» Goal:
Carry on the forum thread about hand-soldering SMD parts from the point where it ends.

» Reading text:
The FH9HVX has optional SMD parts. You can also use the through hole equivalent at the same spot. I think they are silver mica compensation caps (TH) vs NP0/C0G (SMT).
RickRay said it well.
For a few parts like this, a soldering iron and even regular solder can be used.
Here is the process.
Add a small bump of solder with iron on one pad. Place part on that bumpy pad and hold in place with tweezer pushing down on top of the part. While applying pressure, apply solder iron tip to corner of part solder bump. Solder should melt and wet part and remove iron. Wait 5 seconds for it to harden. Then take solder and iron and touch opposite corner to wet solder. That should do it.
Or use paste on both pads, place part, apply pressure from top and touch ends with solder iron.
RickRay said it well.
For a few parts like this, a soldering iron and even regular solder can be used.
Here is the process.
Add a small bump of solder with iron on one pad. Place part on that bumpy pad and hold in place with tweezer pushing down on top of the part. While applying pressure, apply solder iron tip to corner of part solder bump. Solder should melt and wet part and remove iron. Wait 5 seconds for it to harden. Then take solder and iron and touch opposite corner to wet solder. That should do it.
Or use paste on both pads, place part, apply pressure from top and touch ends with solder iron.
I have found "X's" method works extremely well with parts with more than two pins. I cover all pads liberally with flux, then use his method to apply solder to each pin. First one pin one corner then an opposite corner to make sure part is in right position, then hit rest of pins.
UncleMud, I do a variation of RickRay's description but doing SMD work by hand is only easy if the parts are big enough, they have exposed solderable pads or finger-like projections, e.g., SOIC op-amps and you have some room to get your soldering iron tip to where you need it to go. I like a small chisel tip instead of a round pointed tip. I just put flux paste onto PCB pads, place the component onto the fluxed pads and hold it there with finely pointed tweezers, put a dap of regular solder onto my iron's chisel tip then touch one side of pad/component junction. The solder should flow well because of flux paste and the chisel tip can make contact with both the component end and the soldering pad. Don't worry if it doesn't look pretty at first and don't,worry about doing the other side at this point. I'll mount all the SMD components (usually the resistor or capacitor packages) like this then come back to do all the other sides. I put a small dab of flux on the un-soldered side and bring your clean chisel tip & thin solder to that side. The solder should flow right in. You can clean up/fix any solder joints (later) by just putting more flux on and using a cleaned soldering tip. You won't overheat most components unless you keep the soldering iron on the component too long. You can use soldering paste but it has a supposed shelf life and I found buying a whole syringe of the stuff, and then only using a bit of it, to be wasteful. Follow RickRay's directions for removing what you've done and cleaning the pads before trying again.@UncleMud I usually have better luck cleaning the board, and attach SMD components one at a time. I place a small dollop of water-wash solder paste on the two pads, place the part with tweezers, hold in place with tweezers, and then touch with the solder iron at 325-350 just long enough to melt the solder. i've had pretty good luck with that method. I would use solder braid to remove the solder on those 4 parts, then use solder iron to move the parts off the pads, clean pads with solder braid and start over. If you overheat the part, no problem, use a new part. I usually order a few extra of SMD parts just for that reason, not to mention the ones get dropped and not found.

Source data
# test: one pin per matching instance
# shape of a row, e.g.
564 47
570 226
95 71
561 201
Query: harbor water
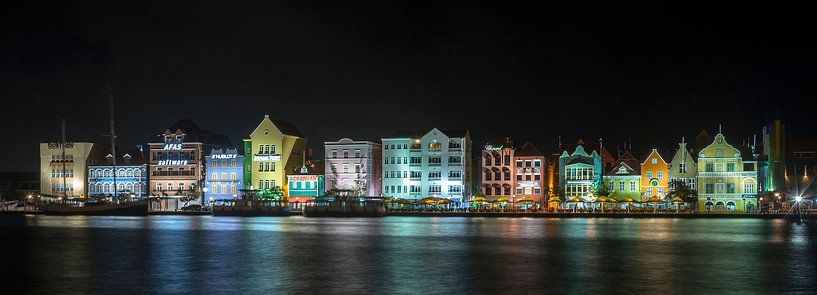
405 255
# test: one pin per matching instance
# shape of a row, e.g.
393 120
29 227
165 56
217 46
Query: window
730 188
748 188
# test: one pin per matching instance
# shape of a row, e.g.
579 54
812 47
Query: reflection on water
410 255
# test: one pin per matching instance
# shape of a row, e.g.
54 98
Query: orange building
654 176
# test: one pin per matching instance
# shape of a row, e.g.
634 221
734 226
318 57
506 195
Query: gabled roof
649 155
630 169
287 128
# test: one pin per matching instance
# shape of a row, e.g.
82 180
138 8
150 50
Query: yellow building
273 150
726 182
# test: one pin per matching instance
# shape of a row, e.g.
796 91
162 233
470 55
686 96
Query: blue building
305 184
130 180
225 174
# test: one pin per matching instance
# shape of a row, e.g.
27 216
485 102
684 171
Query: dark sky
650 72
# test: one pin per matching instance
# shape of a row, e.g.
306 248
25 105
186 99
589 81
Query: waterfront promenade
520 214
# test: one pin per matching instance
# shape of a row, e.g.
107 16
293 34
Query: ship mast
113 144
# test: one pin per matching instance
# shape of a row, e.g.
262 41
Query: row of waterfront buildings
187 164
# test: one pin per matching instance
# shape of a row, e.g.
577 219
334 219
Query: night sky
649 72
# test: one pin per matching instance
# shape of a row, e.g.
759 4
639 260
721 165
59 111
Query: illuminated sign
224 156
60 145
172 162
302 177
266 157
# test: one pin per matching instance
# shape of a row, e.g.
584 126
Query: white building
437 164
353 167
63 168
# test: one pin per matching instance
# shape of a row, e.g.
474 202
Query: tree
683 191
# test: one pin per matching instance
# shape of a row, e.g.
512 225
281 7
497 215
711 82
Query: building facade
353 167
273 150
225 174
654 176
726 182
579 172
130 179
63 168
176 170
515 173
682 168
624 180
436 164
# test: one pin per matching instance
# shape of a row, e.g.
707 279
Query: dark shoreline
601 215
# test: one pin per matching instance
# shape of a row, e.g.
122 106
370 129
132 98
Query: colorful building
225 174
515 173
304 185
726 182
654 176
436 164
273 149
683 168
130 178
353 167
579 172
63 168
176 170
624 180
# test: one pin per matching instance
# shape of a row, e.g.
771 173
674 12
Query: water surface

» Response below:
If your whole PCB is SMD components the oven is really the only way to go. X's technique of using a hot plate under the PCB, and a hot air gun over the top of the component is also a viable way to go for complicated SMD work (if one doesn't have an oven).
I wish you luck
Pete
I thought I would give an update on my attempts to solder the surface mount capacitors on my FH9HVX build.
I followed RickRay's direction on removing the old parts and prepping the pads. I used plenty of Flux and followed X's instructions for soldering the SMD's. I also took the additional step of taping the board down to the top of my work bench with painters tape for greater stability. This worked AWESOME!
Thanks to everyone who offered tips and suggestions, they were much appreciated.
Dave M.
I followed RickRay's direction on removing the old parts and prepping the pads. I used plenty of Flux and followed X's instructions for soldering the SMD's. I also took the additional step of taping the board down to the top of my work bench with painters tape for greater stability. This worked AWESOME!
Thanks to everyone who offered tips and suggestions, they were much appreciated.
Dave M.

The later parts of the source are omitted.